Given task -
Exactly reproduce the lines from the one containing "Task: put a point on every instance of the green scaly" through the last line of the data, both ends included, leaving out pictures.

Stored data -

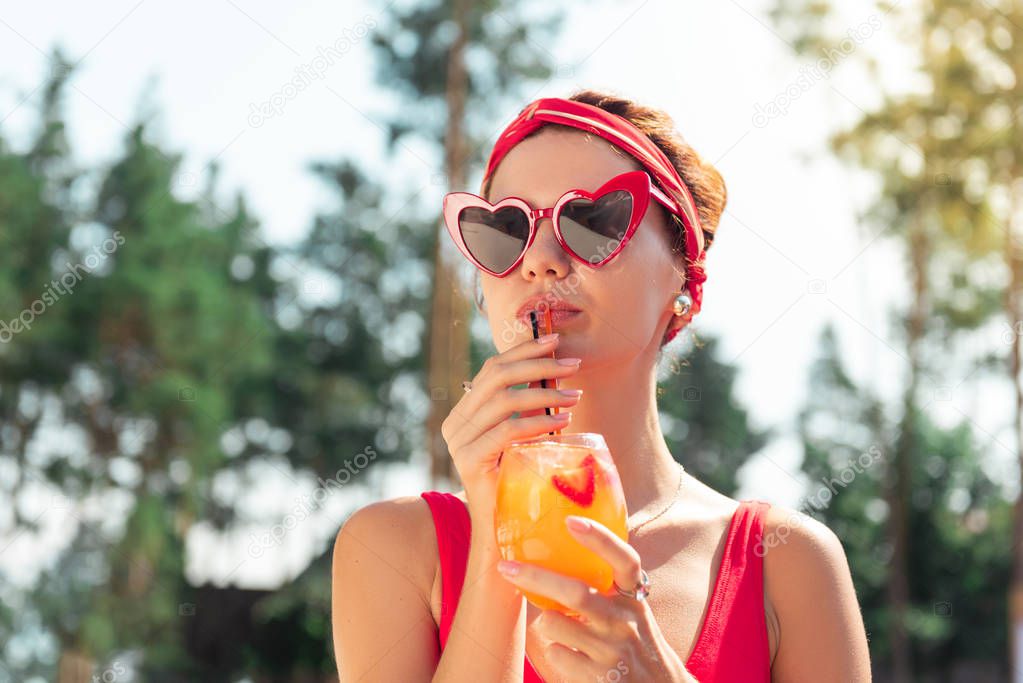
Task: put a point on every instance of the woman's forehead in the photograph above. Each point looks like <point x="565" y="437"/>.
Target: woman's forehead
<point x="543" y="167"/>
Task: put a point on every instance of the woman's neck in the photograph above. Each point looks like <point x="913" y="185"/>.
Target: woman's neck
<point x="620" y="403"/>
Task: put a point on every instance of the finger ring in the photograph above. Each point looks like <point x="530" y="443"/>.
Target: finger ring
<point x="640" y="591"/>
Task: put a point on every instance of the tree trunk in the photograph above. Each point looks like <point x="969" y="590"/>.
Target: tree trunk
<point x="448" y="338"/>
<point x="900" y="470"/>
<point x="1014" y="314"/>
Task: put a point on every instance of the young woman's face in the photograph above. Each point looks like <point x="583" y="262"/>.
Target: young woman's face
<point x="626" y="303"/>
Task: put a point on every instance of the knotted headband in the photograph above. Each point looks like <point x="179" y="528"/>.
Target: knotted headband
<point x="625" y="135"/>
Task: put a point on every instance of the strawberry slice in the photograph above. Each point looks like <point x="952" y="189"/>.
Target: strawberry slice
<point x="578" y="484"/>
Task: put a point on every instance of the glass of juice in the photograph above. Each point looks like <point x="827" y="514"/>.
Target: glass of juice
<point x="542" y="481"/>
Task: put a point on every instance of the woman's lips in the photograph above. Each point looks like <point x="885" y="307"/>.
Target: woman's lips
<point x="557" y="316"/>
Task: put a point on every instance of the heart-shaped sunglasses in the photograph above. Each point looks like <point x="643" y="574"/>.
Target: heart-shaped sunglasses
<point x="593" y="228"/>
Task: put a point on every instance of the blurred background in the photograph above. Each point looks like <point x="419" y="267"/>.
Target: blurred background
<point x="229" y="318"/>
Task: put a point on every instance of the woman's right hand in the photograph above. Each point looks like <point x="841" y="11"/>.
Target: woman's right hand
<point x="481" y="423"/>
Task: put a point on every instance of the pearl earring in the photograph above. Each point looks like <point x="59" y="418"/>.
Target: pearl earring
<point x="682" y="304"/>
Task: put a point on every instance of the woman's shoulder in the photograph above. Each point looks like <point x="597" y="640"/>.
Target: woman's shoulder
<point x="398" y="531"/>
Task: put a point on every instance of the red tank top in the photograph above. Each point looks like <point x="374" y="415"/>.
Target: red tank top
<point x="731" y="645"/>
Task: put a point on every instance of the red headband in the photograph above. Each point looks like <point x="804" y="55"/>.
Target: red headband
<point x="623" y="134"/>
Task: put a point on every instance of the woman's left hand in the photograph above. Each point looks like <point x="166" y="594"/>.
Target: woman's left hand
<point x="615" y="632"/>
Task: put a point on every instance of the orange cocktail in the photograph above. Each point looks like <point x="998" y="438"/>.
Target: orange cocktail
<point x="541" y="482"/>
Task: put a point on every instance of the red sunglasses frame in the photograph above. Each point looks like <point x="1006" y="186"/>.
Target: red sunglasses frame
<point x="637" y="183"/>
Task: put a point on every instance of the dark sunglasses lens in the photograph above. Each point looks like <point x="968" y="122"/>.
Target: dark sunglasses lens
<point x="594" y="229"/>
<point x="494" y="238"/>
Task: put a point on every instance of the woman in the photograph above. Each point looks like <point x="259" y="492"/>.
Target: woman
<point x="741" y="590"/>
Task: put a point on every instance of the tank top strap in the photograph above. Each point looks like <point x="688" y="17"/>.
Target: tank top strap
<point x="454" y="533"/>
<point x="732" y="644"/>
<point x="453" y="529"/>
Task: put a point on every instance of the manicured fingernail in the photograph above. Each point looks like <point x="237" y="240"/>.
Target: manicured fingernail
<point x="508" y="567"/>
<point x="577" y="524"/>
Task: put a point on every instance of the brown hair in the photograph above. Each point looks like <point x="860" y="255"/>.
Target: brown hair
<point x="702" y="179"/>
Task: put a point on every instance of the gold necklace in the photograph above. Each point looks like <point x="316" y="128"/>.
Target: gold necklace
<point x="681" y="474"/>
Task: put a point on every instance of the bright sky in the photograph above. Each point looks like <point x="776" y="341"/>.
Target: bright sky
<point x="789" y="257"/>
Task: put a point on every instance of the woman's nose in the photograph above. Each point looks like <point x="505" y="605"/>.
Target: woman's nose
<point x="545" y="255"/>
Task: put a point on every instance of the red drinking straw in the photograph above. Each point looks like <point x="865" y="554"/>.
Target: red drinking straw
<point x="547" y="330"/>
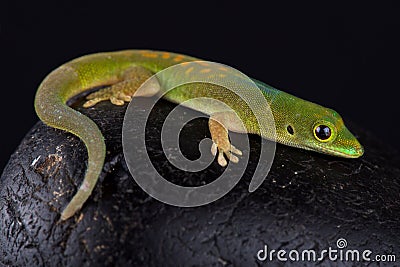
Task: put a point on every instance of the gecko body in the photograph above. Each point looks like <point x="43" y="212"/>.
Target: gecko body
<point x="299" y="123"/>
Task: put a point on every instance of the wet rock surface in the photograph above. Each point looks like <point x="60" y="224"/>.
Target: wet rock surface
<point x="308" y="201"/>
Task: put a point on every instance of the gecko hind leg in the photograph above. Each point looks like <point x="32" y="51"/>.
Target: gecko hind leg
<point x="122" y="91"/>
<point x="218" y="124"/>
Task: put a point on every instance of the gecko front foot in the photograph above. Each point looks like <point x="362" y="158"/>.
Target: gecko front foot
<point x="221" y="144"/>
<point x="122" y="91"/>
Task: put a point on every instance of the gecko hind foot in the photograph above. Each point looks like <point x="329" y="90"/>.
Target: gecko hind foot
<point x="228" y="152"/>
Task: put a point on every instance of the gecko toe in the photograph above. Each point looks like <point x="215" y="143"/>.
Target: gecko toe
<point x="221" y="159"/>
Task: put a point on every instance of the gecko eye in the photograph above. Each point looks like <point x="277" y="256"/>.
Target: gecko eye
<point x="322" y="132"/>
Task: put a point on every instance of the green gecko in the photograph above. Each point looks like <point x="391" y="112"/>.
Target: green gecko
<point x="299" y="123"/>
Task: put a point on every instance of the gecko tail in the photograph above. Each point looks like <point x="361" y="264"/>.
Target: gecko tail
<point x="51" y="108"/>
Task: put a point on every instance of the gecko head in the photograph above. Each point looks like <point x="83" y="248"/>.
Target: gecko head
<point x="320" y="129"/>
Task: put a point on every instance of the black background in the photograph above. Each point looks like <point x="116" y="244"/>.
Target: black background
<point x="343" y="56"/>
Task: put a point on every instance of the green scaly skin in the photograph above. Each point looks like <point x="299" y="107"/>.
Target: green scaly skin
<point x="100" y="69"/>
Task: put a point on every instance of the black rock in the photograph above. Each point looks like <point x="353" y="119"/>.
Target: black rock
<point x="308" y="201"/>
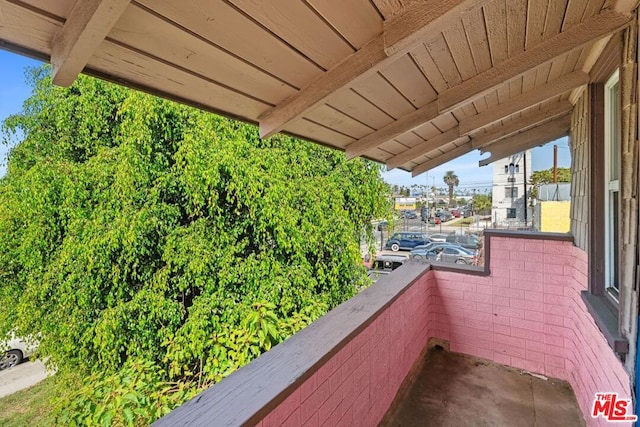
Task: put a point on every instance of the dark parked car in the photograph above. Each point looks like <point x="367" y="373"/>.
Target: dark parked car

Task answer -
Task: put a point on every instance of the green scaly skin in the photograph above. Each point looks like <point x="299" y="107"/>.
Target: green scaly skin
<point x="100" y="69"/>
Task: put a point on every instance of the black rock in the photograph above. Each point looks like <point x="353" y="119"/>.
Target: black rock
<point x="308" y="201"/>
Task: put a point on every instance of the dark parked car in the photograph above. Each point looks like <point x="367" y="373"/>.
Target: dark parked car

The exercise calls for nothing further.